■ **WORK TASK**
Everything from the line holding "For every instance of the wrought" through the final line of the entries below is to be duplicated exactly, and nothing outside that span.
***
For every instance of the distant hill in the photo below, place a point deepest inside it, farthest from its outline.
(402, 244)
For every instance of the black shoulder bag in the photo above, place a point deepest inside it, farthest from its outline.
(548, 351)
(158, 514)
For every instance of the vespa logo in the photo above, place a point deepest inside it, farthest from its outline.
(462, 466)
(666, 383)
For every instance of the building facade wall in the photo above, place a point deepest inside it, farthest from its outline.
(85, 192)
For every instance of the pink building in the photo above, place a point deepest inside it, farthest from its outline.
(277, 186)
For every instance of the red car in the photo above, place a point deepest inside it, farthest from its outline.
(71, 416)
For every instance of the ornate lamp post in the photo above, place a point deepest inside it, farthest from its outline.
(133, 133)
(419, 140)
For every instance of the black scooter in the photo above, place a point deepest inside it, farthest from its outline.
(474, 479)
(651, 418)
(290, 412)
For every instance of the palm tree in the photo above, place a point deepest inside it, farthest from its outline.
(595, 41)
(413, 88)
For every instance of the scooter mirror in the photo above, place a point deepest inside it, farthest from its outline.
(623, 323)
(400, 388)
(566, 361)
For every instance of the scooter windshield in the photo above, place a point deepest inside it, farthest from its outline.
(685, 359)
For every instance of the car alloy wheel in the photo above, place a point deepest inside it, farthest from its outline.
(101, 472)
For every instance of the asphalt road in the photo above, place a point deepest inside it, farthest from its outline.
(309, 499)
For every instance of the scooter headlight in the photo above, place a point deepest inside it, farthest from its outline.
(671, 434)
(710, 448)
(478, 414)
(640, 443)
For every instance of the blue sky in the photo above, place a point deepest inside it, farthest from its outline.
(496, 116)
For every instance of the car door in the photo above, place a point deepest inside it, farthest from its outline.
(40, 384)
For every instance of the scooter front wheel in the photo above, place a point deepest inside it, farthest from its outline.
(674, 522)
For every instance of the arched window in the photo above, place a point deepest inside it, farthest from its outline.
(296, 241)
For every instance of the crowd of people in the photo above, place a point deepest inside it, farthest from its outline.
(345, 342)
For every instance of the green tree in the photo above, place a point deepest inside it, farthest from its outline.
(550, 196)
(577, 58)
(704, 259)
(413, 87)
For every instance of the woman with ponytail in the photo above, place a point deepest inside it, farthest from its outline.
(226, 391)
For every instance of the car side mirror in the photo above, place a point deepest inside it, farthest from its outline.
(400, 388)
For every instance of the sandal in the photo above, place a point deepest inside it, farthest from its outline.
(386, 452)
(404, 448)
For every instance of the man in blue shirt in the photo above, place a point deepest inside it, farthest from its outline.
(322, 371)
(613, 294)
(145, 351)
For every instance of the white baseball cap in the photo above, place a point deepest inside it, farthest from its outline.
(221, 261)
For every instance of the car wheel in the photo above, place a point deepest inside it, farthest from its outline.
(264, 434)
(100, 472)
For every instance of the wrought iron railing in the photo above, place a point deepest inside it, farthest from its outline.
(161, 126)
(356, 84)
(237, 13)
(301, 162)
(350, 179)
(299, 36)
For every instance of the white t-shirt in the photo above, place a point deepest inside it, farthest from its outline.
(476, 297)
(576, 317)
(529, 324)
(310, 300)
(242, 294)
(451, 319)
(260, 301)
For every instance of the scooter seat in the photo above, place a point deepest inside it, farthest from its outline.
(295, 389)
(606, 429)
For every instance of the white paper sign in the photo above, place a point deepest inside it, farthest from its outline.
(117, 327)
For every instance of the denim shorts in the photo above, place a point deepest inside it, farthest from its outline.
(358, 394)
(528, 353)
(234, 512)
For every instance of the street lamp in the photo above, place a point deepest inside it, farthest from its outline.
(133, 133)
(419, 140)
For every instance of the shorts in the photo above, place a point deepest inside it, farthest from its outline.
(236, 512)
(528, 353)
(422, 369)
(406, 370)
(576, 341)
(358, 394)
***
■ **COMPLETED EXERCISE**
For every instance of the wrought iron railing in the photo above, place a point deepest inside it, farthest from its outline.
(161, 126)
(356, 84)
(237, 13)
(301, 162)
(350, 179)
(299, 36)
For every instance of the white t-shirt in the photo above, place a point deepest inside it, farthest from its outline.
(476, 297)
(576, 317)
(529, 324)
(310, 300)
(242, 294)
(451, 319)
(260, 301)
For every instance of the scooter seat in the photo above, place a point deepest inside it, farthest from its outline.
(295, 389)
(606, 429)
For every instance of the white paper sign in the photo above, place a point deepest inside it, farthest from its outline.
(117, 327)
For every instance of the denim shorts in the photo above, place a point deepest inside it, farthest from its outline.
(358, 394)
(528, 353)
(234, 512)
For every instance of the street lamp in the photo above, place a point deepest inside it, farthest from its outline.
(133, 133)
(419, 140)
For every instance of the shorts in the photo above, place a point deepest inside it, farthest from its outline.
(236, 512)
(528, 353)
(422, 369)
(406, 370)
(576, 341)
(358, 394)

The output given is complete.